LISTED ENTRIES
Start

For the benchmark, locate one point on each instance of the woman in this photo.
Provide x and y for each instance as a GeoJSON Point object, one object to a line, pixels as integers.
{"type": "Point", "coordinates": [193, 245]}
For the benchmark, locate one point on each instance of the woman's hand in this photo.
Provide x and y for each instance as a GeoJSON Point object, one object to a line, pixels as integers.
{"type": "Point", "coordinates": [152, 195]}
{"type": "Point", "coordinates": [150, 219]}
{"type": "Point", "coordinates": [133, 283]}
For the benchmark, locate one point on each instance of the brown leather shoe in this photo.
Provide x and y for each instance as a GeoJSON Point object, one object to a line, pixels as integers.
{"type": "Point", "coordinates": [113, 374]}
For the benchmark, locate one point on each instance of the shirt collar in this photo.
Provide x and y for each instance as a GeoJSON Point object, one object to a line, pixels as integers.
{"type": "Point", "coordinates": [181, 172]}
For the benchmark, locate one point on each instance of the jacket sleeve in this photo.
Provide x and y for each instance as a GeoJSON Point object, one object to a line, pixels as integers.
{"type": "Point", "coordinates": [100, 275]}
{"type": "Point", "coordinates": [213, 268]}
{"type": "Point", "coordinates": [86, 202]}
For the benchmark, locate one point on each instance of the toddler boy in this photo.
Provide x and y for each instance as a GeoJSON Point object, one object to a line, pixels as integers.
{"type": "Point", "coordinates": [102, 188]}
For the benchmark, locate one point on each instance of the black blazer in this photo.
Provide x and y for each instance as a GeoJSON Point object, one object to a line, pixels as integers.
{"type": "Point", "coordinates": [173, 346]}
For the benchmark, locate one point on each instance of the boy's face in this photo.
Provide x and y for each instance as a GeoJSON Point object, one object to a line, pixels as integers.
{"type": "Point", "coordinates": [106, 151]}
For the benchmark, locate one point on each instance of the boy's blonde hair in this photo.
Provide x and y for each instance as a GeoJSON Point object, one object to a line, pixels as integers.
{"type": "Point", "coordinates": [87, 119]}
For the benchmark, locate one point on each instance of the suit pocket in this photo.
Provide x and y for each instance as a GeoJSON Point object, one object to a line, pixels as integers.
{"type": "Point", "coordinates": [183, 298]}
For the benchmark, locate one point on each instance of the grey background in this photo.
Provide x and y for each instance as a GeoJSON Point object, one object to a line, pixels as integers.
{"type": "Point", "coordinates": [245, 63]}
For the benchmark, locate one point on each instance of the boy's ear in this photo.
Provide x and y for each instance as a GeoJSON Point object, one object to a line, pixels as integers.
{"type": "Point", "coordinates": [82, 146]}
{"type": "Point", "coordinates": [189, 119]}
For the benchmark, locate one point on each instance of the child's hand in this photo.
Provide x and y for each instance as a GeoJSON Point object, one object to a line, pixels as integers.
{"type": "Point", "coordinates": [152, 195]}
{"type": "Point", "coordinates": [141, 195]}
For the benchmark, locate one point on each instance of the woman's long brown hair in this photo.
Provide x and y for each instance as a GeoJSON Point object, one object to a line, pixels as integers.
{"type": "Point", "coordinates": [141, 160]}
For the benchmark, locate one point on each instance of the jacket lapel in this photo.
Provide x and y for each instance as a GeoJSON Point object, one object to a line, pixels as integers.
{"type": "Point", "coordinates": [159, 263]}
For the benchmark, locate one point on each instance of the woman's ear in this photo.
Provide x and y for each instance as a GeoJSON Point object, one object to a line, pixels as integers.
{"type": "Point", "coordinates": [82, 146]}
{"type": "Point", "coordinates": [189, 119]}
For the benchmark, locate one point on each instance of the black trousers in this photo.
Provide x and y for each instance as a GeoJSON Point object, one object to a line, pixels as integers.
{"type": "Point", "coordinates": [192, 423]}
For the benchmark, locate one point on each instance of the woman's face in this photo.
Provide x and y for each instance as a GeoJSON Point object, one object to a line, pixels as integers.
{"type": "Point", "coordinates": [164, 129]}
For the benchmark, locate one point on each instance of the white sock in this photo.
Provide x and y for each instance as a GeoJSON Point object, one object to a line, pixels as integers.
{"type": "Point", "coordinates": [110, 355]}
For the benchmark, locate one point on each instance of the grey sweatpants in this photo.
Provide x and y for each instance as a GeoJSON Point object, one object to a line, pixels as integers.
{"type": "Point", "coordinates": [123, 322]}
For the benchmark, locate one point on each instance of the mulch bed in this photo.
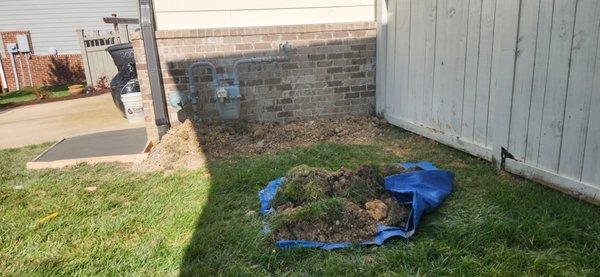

End

REQUIRED TASK
Copy out every one of the lines above word for word, but leave out the picture.

ANSWER TO THE EXERCISE
For the benchmark, locate one point on each instance of the woman in this photo.
Provide x and y for each instance as a GeoJSON Point object, one object to a line, pixels as integers.
{"type": "Point", "coordinates": [193, 245]}
For the benchmark, locate one point on each instance of the woman's hand in this photo.
Provide x and y for each instance as a GeoJSON Point object, one object to a line, pixels as integers.
{"type": "Point", "coordinates": [152, 195]}
{"type": "Point", "coordinates": [150, 219]}
{"type": "Point", "coordinates": [133, 283]}
For the benchmark, locate one point on each instance of the brown leather shoe in this photo.
Provide x and y for each instance as a GeoJSON Point object, one object to a line, pixels as integers.
{"type": "Point", "coordinates": [113, 374]}
For the benchmark, locate one point on each instance of the shirt collar in this photo.
Provide x and y for each instance as a GeoJSON Point object, one object to a line, pixels as integers.
{"type": "Point", "coordinates": [181, 172]}
For the benchmark, locate one point on each instance of the jacket sleeve in this photo.
Provide x and y for each instance as a GeoJSON Point object, one object to a line, pixels as integers.
{"type": "Point", "coordinates": [100, 275]}
{"type": "Point", "coordinates": [213, 268]}
{"type": "Point", "coordinates": [86, 202]}
For the benchmark, locate one point on each instance of the toddler boy in this photo.
Provide x and y for each instance as a GeoJSON Point object, one object to a line, pixels as integers.
{"type": "Point", "coordinates": [102, 188]}
For the benchmark, locate one point on each instance of the black blazer in this photo.
Provide x and y for each instance as a GeoJSON Point object, one object to a line, pixels as integers.
{"type": "Point", "coordinates": [173, 346]}
For the benchmark, locate one point on each instance of the boy's face in this photo.
Provide x and y for each instance as a GeoJSON Point object, one object to a line, pixels as integers.
{"type": "Point", "coordinates": [106, 151]}
For the benchmark, locate one point on each instance of the boy's blonde hair in this photo.
Provide x and y for each instance as a GeoJSON Point object, one object to a line, pixels as integers.
{"type": "Point", "coordinates": [87, 119]}
For the benchmark, locate one point on each instance of the suit pocket in this photo.
Provide x and y for each instance as a GeoJSON Point object, one object to a line, pixels as integers.
{"type": "Point", "coordinates": [183, 298]}
For the benchmark, locate one point on each instance of the grey background in this photo.
Provide x and y for each instance as a GeoJSON Point object, one object to a line, pixels as integers.
{"type": "Point", "coordinates": [245, 63]}
For the benchmark, locate one point on each instance of the boy's ear in this photo.
Provide x and y for each instance as a GeoJSON Point object, one object to a line, pixels as integers.
{"type": "Point", "coordinates": [82, 146]}
{"type": "Point", "coordinates": [189, 119]}
For the benchmark, locate one point on each instance of the child's hand in this photo.
Provide x and y for each instance as a GeoJSON Point object, one object to a line, pixels as integers.
{"type": "Point", "coordinates": [152, 195]}
{"type": "Point", "coordinates": [141, 195]}
For the benchmark, locate one point on each instance of the woman's long brown hair in this photo.
Provide x and y for each instance as a GeoJSON Point object, one object to a line, pixels as integers.
{"type": "Point", "coordinates": [141, 160]}
For the benchmark, locate one point on each instance of the jacket lapel in this photo.
Provide x and y for each instance as a GeoJSON Point object, one object to a line, pixels as integers.
{"type": "Point", "coordinates": [159, 263]}
For the benchmark, locate one point on each instance of the woman's ear in this photo.
Provide x and y for each instance as a GeoJSON Point object, one object to a line, pixels as integers.
{"type": "Point", "coordinates": [82, 146]}
{"type": "Point", "coordinates": [189, 119]}
For the benchmark, locate one point on each instance of the black trousers in this photo.
Provide x and y for each instance as a GeoJSON Point object, one object to a line, pixels as integers.
{"type": "Point", "coordinates": [192, 423]}
For the benchmark, locate one point on each instance of the woman's face in this photo.
Provide x and y for each instance as a GeoJSON Point object, one object to a line, pixels as integers.
{"type": "Point", "coordinates": [164, 129]}
For the benchmark, locate one point on each instance of the white sock in this photo.
Provide x and y for each instance as a GeoJSON Point object, one object to a line, pixels as integers.
{"type": "Point", "coordinates": [110, 355]}
For the benchmark, locate one point on each instance of the grey sweatpants in this photo.
Provide x and y for each instance as a GeoJSON Point object, one object to a line, pixels as integers.
{"type": "Point", "coordinates": [123, 322]}
For the benchmark, locate one point on each instance of the mulch bed in this photo.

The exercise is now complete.